Count the lines in the rows below that contain the string "glass". Reply with the number only.

[Start EXERCISE MATERIALS]

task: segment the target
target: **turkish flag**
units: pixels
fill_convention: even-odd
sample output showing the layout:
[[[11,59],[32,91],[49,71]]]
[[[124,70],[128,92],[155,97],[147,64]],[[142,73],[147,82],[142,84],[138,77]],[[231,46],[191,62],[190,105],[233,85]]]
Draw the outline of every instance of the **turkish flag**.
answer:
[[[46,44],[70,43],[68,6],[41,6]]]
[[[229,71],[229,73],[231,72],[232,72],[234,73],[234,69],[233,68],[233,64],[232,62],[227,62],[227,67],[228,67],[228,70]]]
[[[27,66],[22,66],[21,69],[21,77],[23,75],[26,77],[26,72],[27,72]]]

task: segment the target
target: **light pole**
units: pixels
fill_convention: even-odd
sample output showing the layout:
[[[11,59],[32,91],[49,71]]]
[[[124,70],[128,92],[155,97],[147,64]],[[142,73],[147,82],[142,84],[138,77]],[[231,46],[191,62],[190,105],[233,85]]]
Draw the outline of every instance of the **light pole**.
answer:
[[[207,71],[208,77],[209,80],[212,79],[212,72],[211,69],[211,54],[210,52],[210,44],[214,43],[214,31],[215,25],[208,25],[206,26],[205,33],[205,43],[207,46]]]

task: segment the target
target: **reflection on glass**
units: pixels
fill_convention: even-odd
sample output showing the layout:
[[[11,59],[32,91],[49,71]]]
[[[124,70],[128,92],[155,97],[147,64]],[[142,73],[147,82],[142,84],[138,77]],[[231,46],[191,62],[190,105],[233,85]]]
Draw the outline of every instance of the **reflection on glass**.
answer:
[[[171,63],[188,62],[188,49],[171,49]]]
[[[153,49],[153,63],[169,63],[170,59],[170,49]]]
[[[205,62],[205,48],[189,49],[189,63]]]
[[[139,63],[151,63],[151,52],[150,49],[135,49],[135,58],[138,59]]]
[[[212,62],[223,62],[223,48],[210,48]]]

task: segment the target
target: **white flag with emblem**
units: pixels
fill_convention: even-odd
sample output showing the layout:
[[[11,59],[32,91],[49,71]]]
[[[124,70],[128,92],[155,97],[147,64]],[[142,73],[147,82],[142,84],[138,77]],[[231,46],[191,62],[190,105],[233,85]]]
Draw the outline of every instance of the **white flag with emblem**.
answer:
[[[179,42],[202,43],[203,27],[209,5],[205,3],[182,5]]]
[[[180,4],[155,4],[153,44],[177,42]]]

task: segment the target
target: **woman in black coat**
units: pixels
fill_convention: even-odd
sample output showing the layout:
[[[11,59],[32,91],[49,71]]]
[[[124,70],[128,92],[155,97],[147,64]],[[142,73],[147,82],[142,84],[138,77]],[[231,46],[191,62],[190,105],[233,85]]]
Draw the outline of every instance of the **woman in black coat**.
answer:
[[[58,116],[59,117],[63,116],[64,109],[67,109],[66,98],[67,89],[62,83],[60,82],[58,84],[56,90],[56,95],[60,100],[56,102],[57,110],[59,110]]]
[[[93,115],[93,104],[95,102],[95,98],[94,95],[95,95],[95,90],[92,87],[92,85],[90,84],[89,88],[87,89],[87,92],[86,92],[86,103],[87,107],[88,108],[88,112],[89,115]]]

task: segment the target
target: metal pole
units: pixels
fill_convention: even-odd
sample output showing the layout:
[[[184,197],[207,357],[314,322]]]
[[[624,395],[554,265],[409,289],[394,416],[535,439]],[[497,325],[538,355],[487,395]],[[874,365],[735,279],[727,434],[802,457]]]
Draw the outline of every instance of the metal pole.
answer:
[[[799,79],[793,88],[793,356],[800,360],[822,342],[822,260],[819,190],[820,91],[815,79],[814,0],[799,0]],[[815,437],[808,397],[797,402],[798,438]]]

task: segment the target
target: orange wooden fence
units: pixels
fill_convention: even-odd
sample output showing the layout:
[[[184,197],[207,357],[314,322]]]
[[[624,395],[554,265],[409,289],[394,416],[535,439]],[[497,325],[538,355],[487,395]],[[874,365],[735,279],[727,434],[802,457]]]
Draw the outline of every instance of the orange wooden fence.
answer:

[End EXERCISE MATERIALS]

### COMPLETED EXERCISE:
2